### Your objective
Output all the entries word for word. Omit the pictures.

### Dataset rows
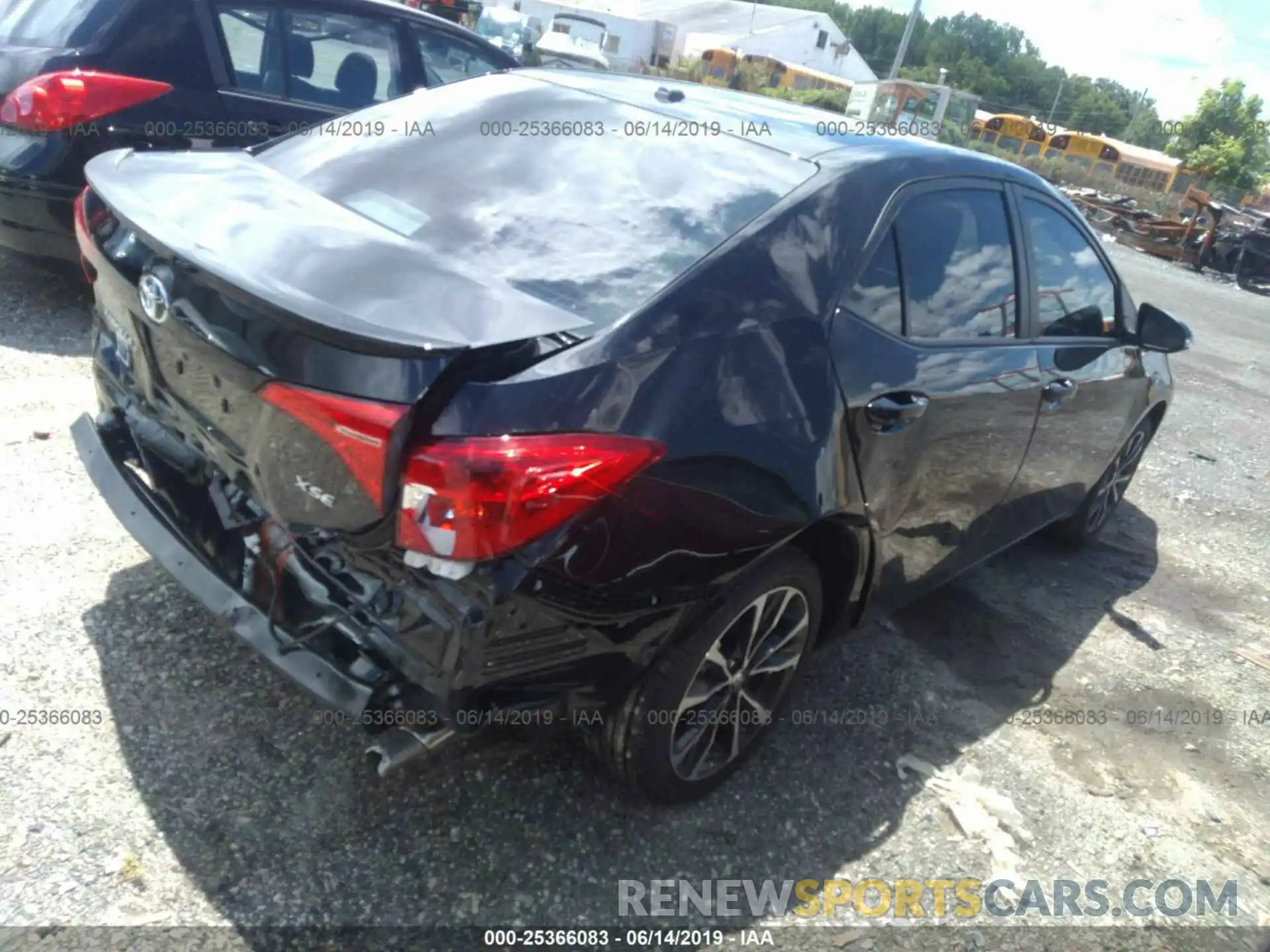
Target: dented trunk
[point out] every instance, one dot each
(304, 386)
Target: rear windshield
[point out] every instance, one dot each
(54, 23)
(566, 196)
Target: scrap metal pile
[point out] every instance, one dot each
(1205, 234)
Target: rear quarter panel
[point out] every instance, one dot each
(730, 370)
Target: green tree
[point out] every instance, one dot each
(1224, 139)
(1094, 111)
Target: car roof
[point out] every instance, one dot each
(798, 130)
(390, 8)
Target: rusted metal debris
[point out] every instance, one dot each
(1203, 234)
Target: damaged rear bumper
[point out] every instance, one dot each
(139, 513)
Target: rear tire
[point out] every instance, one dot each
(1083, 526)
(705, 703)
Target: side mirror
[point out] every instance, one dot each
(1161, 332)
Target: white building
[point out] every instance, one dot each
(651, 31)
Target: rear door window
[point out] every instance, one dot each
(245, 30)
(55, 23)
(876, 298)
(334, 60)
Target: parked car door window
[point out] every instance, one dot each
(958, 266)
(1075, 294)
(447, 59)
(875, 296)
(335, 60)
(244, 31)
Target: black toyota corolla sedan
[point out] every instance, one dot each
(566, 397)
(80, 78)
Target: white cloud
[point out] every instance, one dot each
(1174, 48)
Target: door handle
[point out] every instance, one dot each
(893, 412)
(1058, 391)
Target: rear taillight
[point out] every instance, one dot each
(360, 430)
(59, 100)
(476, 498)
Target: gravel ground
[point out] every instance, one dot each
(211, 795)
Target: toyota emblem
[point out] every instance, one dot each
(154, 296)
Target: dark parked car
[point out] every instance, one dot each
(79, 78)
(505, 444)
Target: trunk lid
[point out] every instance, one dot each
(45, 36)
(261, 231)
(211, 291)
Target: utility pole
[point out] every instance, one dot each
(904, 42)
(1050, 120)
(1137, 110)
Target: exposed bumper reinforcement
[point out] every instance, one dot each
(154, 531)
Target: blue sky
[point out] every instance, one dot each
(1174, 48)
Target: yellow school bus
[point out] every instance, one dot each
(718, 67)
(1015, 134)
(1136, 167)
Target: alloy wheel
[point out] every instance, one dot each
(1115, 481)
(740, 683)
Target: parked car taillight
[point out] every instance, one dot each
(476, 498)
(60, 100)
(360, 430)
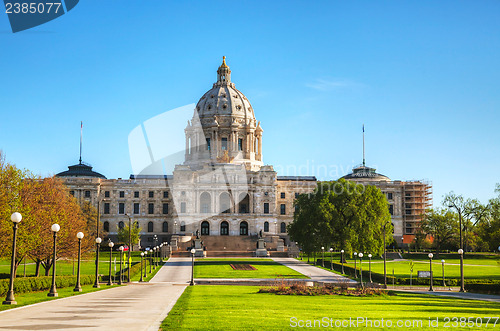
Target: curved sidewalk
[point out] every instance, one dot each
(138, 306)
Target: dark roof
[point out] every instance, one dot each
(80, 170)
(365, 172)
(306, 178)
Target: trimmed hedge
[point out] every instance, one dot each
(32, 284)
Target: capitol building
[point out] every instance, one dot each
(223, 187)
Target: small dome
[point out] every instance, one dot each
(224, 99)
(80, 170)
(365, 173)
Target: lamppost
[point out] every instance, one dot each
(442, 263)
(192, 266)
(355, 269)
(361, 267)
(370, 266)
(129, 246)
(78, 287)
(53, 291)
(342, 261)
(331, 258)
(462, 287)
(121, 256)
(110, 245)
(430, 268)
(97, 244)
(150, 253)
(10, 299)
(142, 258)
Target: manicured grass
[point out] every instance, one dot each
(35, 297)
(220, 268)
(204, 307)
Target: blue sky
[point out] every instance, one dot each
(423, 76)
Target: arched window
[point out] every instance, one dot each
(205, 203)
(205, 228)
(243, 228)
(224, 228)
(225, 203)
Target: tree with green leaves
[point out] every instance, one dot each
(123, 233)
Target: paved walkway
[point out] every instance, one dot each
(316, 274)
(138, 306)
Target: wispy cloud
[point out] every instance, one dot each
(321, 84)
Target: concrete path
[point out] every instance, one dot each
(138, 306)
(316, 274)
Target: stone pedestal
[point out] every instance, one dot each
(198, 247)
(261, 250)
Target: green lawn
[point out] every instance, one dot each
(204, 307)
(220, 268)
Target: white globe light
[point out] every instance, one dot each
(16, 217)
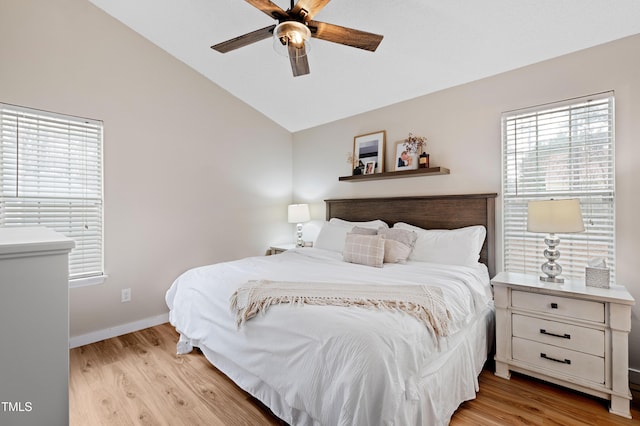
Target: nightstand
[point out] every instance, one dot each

### Expected answer
Target: dented trunk
[point out] every instance, one dot each
(304, 386)
Target: rear windshield
[point out] every instance, one dot each
(54, 23)
(566, 196)
Target: scrap metal pile
[point out] every instance, one dot each
(1205, 234)
Target: rear quarter panel
[point out] every instance, one dot each
(730, 370)
Target: green tree
[point out] every instance, one dot each
(1224, 139)
(1094, 111)
Target: car roof
[point out] every instance, one dot each
(798, 130)
(390, 8)
Target: rusted metal debris
[point out] every instance, one dot each
(1203, 234)
Target: damaged rear bumper
[point out] every instance, one dot each
(139, 513)
Target: rear tire
[point out] every instance, one dot each
(1083, 526)
(705, 703)
Target: side mirror
[point out] every instance, one dot each
(1161, 332)
Target: white building
[point out] every instance, one dot each
(651, 31)
Target: rear door window
[point out] every instance, one dot each
(245, 30)
(55, 23)
(876, 298)
(334, 60)
Target: parked car door window
[point out] every instance, one dot each
(958, 266)
(1075, 294)
(447, 59)
(875, 296)
(335, 60)
(244, 31)
Target: black toyota corolla sedan
[point out] every instance, one dot each
(566, 397)
(80, 78)
Target: white cloud
[point out] every instance, one dot each
(1174, 48)
Target: door handle
[point out] every instance, one dot each
(893, 412)
(1058, 391)
Target: rear taillight
[point out] every instance, one dot each
(360, 430)
(59, 100)
(476, 498)
Target: gravel ground
[point out] every instance, one dot each
(211, 795)
Target: toyota emblem
[point out] every instance, one dot each
(154, 296)
Target: dark parked car
[point out] every instance, one dot each
(79, 78)
(505, 444)
Target: trunk lid
[point out] every instance, one dot each
(45, 36)
(261, 231)
(211, 291)
Target: utility pole
[point out] every instance, one dot each
(904, 42)
(1050, 120)
(1137, 110)
Target: exposed bumper reinforcement
[point out] every instance, one dot each
(154, 531)
Target: blue sky
[point out] every instance, one dot each
(1174, 48)
Target: yellow school bus
[point out] every instance, one dot each
(718, 67)
(1015, 134)
(1136, 167)
Target: alloy wheel
[point out] every instance, one dot each
(1115, 481)
(740, 683)
Target: parked car taillight
[point out] every instance, one dot each
(476, 498)
(60, 100)
(360, 430)
Target: curved sidewalk
[point out] every instance, one dot each
(138, 306)
Target: dark roof
[point out] every instance, one dot each
(80, 170)
(365, 172)
(306, 178)
Target: trimmed hedge
[point out] every instance, one dot each
(32, 284)
Target: capitol building
[point out] every instance, one dot each
(223, 187)
Target: small dome
[point out] every instance, one dot each
(224, 99)
(80, 170)
(365, 173)
Target: lamppost
[point out] every instance, one dot each
(442, 263)
(192, 266)
(355, 269)
(361, 267)
(370, 266)
(129, 246)
(78, 287)
(53, 291)
(342, 261)
(331, 258)
(462, 287)
(121, 256)
(110, 245)
(430, 268)
(97, 244)
(150, 253)
(10, 299)
(142, 258)
Target: manicured grass
[point out] every instance, one dot each
(35, 297)
(220, 268)
(204, 307)
Target: blue sky
[point out] every instance, one dot each
(423, 76)
Target: arched window
[point out] every instance, one dot each
(205, 203)
(205, 228)
(243, 228)
(224, 228)
(225, 203)
Target: tree with green leaves
[point out] every instance, one dot each
(123, 233)
Target: paved walkway
[point out] every instance, one dot each
(316, 274)
(138, 306)
Target: wispy cloud
[point out] every instance, one dot each
(321, 84)
Target: concrete path
[point out] every instance, one dot each
(138, 306)
(316, 274)
Target: stone pedestal
[point out] every instance, one dot each
(198, 247)
(261, 250)
Target: green lawn
[point out] every instance, one dot each
(204, 307)
(220, 268)
Target: white globe light
[point out] every instance, one dot each
(16, 217)
Target: nightstand
[point out] every instance, one dot each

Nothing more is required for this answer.